[Collection entries]
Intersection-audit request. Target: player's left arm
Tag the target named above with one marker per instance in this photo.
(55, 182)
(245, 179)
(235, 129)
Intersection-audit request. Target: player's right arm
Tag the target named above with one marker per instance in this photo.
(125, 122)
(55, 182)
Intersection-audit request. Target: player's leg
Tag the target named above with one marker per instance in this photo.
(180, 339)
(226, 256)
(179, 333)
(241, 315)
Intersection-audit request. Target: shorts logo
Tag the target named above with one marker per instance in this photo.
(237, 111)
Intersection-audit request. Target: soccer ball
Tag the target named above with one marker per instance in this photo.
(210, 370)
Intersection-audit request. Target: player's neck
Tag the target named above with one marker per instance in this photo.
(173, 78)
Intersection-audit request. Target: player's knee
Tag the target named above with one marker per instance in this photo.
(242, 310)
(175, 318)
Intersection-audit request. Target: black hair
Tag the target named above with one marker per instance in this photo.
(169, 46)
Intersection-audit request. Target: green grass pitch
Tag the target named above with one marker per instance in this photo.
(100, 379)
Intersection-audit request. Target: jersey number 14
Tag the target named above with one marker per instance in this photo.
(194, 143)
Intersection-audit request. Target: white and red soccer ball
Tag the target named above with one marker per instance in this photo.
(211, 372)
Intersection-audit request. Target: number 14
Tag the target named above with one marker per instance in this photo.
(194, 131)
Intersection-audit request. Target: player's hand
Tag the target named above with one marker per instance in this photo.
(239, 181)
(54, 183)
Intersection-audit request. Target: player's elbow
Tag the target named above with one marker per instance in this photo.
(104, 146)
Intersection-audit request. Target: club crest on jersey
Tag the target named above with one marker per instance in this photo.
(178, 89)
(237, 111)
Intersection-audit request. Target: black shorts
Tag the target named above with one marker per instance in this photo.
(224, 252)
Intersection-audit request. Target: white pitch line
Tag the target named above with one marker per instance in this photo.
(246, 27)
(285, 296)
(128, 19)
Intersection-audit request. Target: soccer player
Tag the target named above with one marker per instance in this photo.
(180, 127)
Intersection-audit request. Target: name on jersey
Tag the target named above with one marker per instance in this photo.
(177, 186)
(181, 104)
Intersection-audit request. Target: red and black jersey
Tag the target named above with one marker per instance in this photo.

### [YOUR INSTRUCTIONS]
Rewrite all the records above as a numbered list, one line per number, and leave out any blank lines.

### [EXERCISE RESULT]
1. Intersection-audit request. Target: player's left arm
2. Tag the target named above with one marker per instance in this photo.
3. (55, 182)
4. (245, 179)
5. (235, 129)
6. Intersection-audit request. Target: player's right arm
7. Tag the target named above with one marker per instance in this photo.
8. (125, 122)
9. (55, 182)
10. Intersection-audit request. Target: player's leg
11. Tag the target named above with one marker per instance in this photo.
12. (180, 339)
13. (226, 256)
14. (179, 333)
15. (241, 315)
16. Intersection-audit request. Target: shorts logo
17. Tag the target named above with one marker per instance in this photo.
18. (237, 111)
19. Intersection-audit request. Target: soccer ball
20. Tag the target named above with one marker per instance in this photo.
21. (210, 370)
22. Intersection-audit request. Target: player's neck
23. Tag the target named above with one marker per instance in this photo.
24. (173, 78)
25. Intersection-audit request. Target: player's knee
26. Tag the target named above with one marker per instance in this photo.
27. (242, 310)
28. (175, 318)
29. Intersection-audit request. Target: black hair
30. Tag the target named above with one marker per instance in this photo.
31. (169, 46)
32. Intersection-audit request. Target: green grass pitch
33. Tag the target named above with one marker per instance in this photo.
34. (100, 379)
35. Intersection-audit request. Target: jersey number 14
36. Tag the target named above with one marker per instance in this photo.
37. (194, 143)
38. Intersection-audit request. Target: white and red soccer ball
39. Tag the target named above with one marker per instance in this photo.
40. (211, 372)
41. Intersection-audit request. Target: number 14
42. Tag the target named above with one marker per instance in this photo.
43. (194, 131)
44. Intersection-audit request. Target: player's hand
45. Tag the target named above with one marker per instance in this photo.
46. (239, 181)
47. (54, 183)
48. Intersection-audit request. Target: player's elbow
49. Tag the target named above with one marker per instance in this photo.
50. (104, 146)
51. Intersection-audit request. Target: club crest on jersey
52. Tag the target named above with one marker per instance in this photo.
53. (178, 89)
54. (237, 111)
55. Intersection-audit request. Target: black shorts
56. Tag the target named above with one marker per instance in this photo.
57. (224, 252)
58. Intersection-audit request. Target: white pitch line
59. Tag the target named above with one marker per instance in this photo.
60. (246, 27)
61. (285, 296)
62. (128, 19)
63. Intersection-audit request. Target: soccer player
64. Tag the target named above with one marker per instance in this photo.
65. (180, 127)
66. Intersection-audit request. Target: name on jersey
67. Tag the target named above with one marker per instance in this photo.
68. (177, 186)
69. (181, 104)
70. Intersection-audit request. Target: red and black jersey
71. Tag the target named above with one marker per instance in this photo.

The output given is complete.